● Requirement
Once you reach the line containing "mountain range, each", write out that line and every remaining line of the records exactly.

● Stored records
※ ※ ※
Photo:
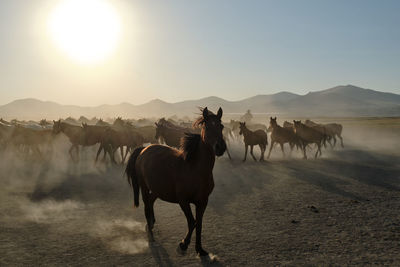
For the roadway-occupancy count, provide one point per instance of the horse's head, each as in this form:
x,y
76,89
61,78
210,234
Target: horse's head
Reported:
x,y
159,130
57,126
212,130
242,126
297,124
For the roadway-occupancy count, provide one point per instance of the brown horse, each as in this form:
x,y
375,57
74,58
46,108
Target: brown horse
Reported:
x,y
309,135
171,134
179,176
328,135
281,136
74,133
30,140
258,137
95,134
332,129
288,125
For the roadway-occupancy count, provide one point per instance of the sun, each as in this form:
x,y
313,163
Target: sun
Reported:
x,y
88,31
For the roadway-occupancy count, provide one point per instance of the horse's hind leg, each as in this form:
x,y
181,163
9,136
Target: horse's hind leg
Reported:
x,y
148,201
229,155
318,151
185,206
262,148
245,152
270,148
341,140
251,153
200,208
98,153
283,151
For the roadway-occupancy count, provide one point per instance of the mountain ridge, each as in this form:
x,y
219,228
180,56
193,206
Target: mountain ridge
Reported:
x,y
342,100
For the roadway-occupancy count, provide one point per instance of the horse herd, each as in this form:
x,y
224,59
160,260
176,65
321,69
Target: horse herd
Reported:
x,y
183,176
124,135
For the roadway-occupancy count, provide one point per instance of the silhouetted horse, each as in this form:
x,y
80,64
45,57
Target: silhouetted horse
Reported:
x,y
74,133
258,137
281,136
171,134
179,176
309,135
332,129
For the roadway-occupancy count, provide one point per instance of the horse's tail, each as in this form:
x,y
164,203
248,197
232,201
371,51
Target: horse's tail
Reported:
x,y
130,172
266,140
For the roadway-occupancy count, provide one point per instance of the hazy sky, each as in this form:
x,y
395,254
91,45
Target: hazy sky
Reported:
x,y
177,50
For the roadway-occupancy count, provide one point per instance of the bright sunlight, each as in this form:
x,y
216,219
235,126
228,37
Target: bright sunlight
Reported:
x,y
88,31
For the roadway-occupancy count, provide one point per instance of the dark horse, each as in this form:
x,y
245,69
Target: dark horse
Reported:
x,y
258,137
179,176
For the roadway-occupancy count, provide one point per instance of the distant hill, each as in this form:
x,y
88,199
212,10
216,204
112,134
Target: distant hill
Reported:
x,y
346,100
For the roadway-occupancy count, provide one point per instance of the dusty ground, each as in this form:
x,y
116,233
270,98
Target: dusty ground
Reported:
x,y
342,209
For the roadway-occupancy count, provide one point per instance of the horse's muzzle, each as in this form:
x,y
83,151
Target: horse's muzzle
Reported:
x,y
220,148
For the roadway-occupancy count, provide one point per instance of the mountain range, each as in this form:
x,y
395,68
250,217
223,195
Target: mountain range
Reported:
x,y
348,100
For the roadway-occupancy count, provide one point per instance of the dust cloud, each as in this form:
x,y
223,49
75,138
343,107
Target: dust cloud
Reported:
x,y
54,211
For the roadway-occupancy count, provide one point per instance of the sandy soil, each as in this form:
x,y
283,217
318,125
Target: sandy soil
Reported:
x,y
342,209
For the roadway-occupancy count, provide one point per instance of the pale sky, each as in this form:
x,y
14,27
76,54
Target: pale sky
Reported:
x,y
178,50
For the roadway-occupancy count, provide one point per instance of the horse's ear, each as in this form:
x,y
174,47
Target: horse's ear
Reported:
x,y
219,114
205,113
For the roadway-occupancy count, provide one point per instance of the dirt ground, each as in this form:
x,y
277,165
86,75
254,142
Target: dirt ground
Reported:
x,y
341,209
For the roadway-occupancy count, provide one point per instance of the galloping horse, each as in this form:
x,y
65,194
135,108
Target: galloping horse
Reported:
x,y
171,134
258,137
309,135
333,129
281,136
179,176
74,133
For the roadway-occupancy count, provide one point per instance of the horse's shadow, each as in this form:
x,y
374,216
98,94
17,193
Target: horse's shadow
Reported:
x,y
159,253
162,258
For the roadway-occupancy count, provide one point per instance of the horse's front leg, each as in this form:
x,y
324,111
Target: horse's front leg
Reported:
x,y
283,151
245,152
98,153
251,153
270,148
229,155
185,206
200,208
304,151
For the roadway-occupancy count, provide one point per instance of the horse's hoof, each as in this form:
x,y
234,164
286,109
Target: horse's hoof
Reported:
x,y
202,253
182,248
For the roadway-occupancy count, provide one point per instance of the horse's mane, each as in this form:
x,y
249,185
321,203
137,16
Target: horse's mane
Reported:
x,y
200,120
189,145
※ ※ ※
● Solution to this exercise
For the roadway-occupancy count, provide one point per instance of the mountain range, each as in this form:
x,y
395,68
250,217
223,195
Target: mountain range
Reported:
x,y
348,100
For the roadway-occupancy count, provide one point per instance of the dust cloud, each as in this form:
x,y
223,49
75,138
343,107
Target: dust cloud
Reported:
x,y
54,211
For the roadway-occupancy count, provide one point per instance of the sandy soil, each as in this form:
x,y
283,217
318,125
Target: sandy soil
Reported:
x,y
342,209
For the roadway-occupancy count, provide one point per instance of the pale sky, each as in this form:
x,y
14,27
76,54
Target: pale sky
Reported:
x,y
178,50
For the roadway-occupancy count, provide one point per instance of the horse's ear, each as in this form:
x,y
174,47
Target: horse's ear
Reported:
x,y
219,114
205,113
For the roadway-occupancy count, provide one point per instance of the dirt ground, each as in this form:
x,y
277,165
86,75
254,142
Target: dirt ground
Reported:
x,y
341,209
For the roadway-occupancy count, provide one point per instance of the galloping horse, each as in this form:
x,y
65,194
135,108
Target: galloping horse
Reported:
x,y
171,134
258,137
309,135
333,129
281,136
179,176
74,133
For the roadway-occupancy count, provide one point per instance of the horse's shadow, each as in this form:
x,y
374,216
98,94
17,193
Target: horse's shadow
Reported:
x,y
159,253
162,258
For the roadway-occupancy count, provide one point per instance of the horse's front leg, each as in this form:
x,y
324,111
Target: horse's front leg
Reported:
x,y
283,151
245,152
98,153
251,153
270,148
229,155
185,206
200,208
304,151
For the roadway-occupancy count, provide one point per instance of the horse's hoof, each as in this form:
x,y
234,164
286,109
Target: horse's hoof
Reported:
x,y
202,253
182,248
For the roadway-occupancy count, provide one point per instance of the horse's mane, each as in this form:
x,y
249,185
321,203
137,16
Target: horse's mane
Reported:
x,y
200,120
189,145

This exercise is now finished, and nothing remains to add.